Data listing:
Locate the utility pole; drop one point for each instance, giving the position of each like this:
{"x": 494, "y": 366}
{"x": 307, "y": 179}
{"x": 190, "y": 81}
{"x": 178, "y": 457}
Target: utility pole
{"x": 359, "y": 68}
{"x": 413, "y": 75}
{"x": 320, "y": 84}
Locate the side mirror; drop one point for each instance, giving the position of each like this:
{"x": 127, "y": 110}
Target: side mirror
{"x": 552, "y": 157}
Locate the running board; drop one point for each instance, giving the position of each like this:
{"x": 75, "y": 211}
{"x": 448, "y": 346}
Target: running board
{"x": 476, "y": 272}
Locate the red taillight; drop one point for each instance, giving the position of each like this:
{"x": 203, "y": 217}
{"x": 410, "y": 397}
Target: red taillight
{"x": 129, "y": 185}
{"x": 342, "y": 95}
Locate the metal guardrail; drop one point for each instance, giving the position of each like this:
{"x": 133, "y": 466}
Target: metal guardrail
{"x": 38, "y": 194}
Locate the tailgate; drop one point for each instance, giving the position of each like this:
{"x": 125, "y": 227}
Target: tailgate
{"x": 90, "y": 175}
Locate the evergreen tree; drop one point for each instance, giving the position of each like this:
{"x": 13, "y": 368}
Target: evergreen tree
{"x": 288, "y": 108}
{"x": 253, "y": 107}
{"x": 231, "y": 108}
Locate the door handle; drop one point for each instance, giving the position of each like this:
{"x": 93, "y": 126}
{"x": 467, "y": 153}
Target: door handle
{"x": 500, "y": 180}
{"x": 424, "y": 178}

Work to be completed: Each line from the one holding "Target: metal guardrail" to the end of the entries is to be written out exactly. Skip every line before it.

Answer area:
Target: metal guardrail
{"x": 38, "y": 194}
Locate the tailgate; drop one point for each instance, giving the position of each like this:
{"x": 125, "y": 227}
Target: tailgate
{"x": 90, "y": 175}
Locate the evergreen tree; drop one point for each instance, giving the position of each like this:
{"x": 13, "y": 368}
Target: evergreen tree
{"x": 288, "y": 108}
{"x": 253, "y": 107}
{"x": 231, "y": 108}
Locate the door handle; drop one point for each instance, giving the position of each like this:
{"x": 93, "y": 126}
{"x": 467, "y": 153}
Target: door handle
{"x": 500, "y": 180}
{"x": 424, "y": 178}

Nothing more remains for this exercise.